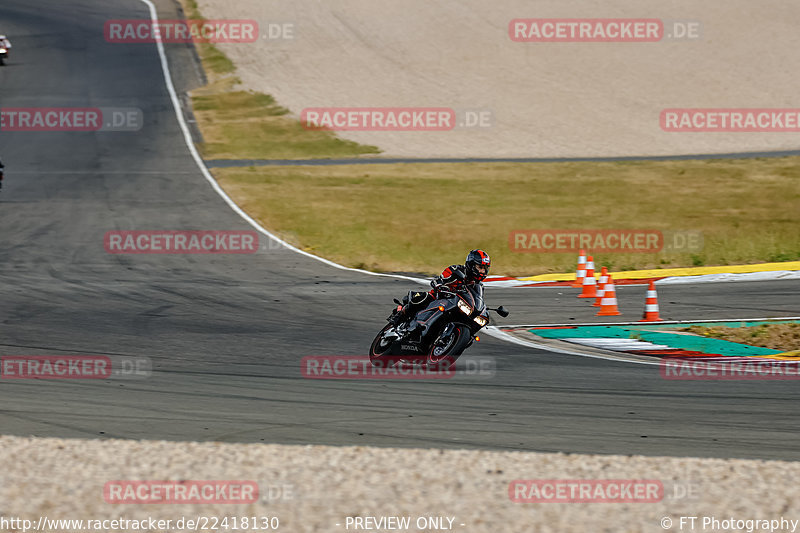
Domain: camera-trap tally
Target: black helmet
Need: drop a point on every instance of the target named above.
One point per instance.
(478, 264)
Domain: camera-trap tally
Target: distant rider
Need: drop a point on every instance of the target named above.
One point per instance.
(475, 269)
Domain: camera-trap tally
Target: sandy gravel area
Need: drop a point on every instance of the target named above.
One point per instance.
(314, 488)
(545, 99)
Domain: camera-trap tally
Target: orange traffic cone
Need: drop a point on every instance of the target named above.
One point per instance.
(651, 305)
(608, 305)
(601, 287)
(581, 272)
(589, 283)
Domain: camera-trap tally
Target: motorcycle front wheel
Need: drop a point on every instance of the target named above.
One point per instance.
(447, 348)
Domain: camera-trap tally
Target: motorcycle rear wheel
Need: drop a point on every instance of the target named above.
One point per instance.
(444, 353)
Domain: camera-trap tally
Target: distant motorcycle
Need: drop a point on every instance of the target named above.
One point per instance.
(5, 49)
(449, 326)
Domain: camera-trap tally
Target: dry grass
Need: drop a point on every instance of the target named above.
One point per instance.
(785, 337)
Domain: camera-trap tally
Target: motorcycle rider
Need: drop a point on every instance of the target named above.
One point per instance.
(474, 270)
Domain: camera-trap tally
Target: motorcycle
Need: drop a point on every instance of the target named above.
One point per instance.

**Exercise directions**
Write down how many lines of the data above contain the word "distant", with nothing else.

**Output**
2